WHAT IS REQUIRED:
Restate word for word each line of the data, starting at the one containing "Place one keypoint on each instance of the corrugated" and running through the last.

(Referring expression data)
┄┄┄┄┄┄┄┄┄┄┄┄┄┄┄┄┄┄┄┄
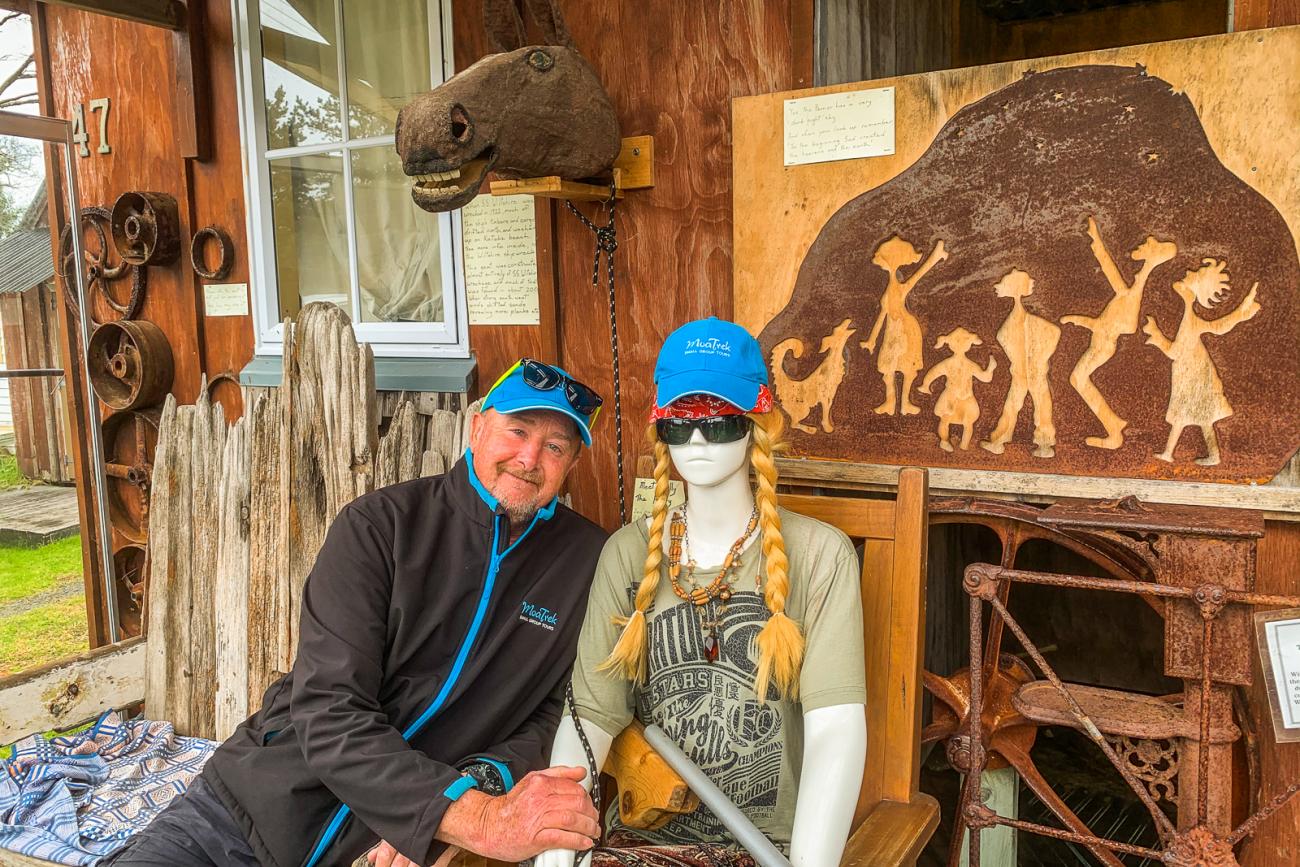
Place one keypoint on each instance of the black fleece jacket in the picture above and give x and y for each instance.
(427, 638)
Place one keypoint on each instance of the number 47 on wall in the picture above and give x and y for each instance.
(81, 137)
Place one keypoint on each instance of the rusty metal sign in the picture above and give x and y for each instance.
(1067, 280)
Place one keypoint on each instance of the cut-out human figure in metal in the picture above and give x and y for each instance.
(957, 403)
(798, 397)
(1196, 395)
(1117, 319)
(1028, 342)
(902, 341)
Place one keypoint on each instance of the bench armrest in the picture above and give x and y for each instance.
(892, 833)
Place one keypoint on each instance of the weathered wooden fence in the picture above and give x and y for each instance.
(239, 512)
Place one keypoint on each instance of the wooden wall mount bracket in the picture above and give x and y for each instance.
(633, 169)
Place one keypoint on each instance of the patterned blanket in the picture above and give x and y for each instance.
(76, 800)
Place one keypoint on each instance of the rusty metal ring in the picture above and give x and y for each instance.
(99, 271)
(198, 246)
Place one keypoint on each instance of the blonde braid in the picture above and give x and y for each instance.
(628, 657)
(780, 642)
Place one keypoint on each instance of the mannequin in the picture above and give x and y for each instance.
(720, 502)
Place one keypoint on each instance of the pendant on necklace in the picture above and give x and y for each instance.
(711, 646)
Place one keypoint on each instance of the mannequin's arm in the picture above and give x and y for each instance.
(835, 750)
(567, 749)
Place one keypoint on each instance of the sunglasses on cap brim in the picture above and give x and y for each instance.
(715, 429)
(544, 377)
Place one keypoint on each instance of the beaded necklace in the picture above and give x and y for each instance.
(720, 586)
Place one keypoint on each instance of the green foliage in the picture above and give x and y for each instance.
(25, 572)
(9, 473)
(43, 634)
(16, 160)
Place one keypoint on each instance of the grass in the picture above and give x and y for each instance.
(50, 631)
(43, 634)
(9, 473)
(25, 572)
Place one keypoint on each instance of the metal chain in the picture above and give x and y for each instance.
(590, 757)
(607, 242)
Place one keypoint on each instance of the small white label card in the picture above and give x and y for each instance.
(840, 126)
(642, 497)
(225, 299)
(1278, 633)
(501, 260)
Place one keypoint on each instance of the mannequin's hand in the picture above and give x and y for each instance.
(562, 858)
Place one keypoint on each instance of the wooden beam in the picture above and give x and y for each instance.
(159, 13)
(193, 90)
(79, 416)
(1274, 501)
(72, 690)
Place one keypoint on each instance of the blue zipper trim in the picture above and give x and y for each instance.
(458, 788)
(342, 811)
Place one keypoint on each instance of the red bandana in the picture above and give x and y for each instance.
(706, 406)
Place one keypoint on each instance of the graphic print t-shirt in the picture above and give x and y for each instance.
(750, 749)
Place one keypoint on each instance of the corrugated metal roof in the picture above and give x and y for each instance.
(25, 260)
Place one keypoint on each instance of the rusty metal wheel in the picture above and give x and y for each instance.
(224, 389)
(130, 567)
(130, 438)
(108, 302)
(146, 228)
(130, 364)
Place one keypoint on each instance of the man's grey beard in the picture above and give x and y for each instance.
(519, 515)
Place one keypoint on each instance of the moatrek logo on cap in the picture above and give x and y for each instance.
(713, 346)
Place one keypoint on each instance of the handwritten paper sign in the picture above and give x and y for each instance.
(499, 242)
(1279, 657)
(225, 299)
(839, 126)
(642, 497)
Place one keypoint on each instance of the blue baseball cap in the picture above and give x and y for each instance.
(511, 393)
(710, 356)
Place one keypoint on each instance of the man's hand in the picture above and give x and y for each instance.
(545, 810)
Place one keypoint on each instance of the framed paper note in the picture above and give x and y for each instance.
┄┄┄┄┄┄┄┄┄┄┄┄┄┄┄┄┄┄┄┄
EXERCISE SOLUTION:
Place one keypoint on each instance of the corrugated metal roof in the picture above and give x and y for each instance.
(25, 260)
Place one keypoint on each instance of the rusty metal wheel in the picture above and give x and y for each instance.
(224, 389)
(130, 567)
(130, 438)
(108, 302)
(146, 228)
(130, 364)
Place one keypoint on each instance of the man's grey beard in the picture above and give x and y for each instance.
(519, 515)
Place one keypoint on each instance of the moatrek logo on cap in the picture above and give x and y for each instance.
(713, 346)
Place one keypoint on each instance of the handwritten paper sign in the picture above and give x and y for each instance.
(499, 242)
(1279, 657)
(225, 299)
(839, 126)
(642, 497)
Place one keypoint on each instance of the blue baseball cap in the picture above and give x and y for each instance.
(511, 393)
(710, 356)
Place one keypoint on each instance of the man's hand in the picture above and give x and y for each instance.
(545, 810)
Place one keypoint on each instance of the framed paper note in the picture above and give x and y for each instance.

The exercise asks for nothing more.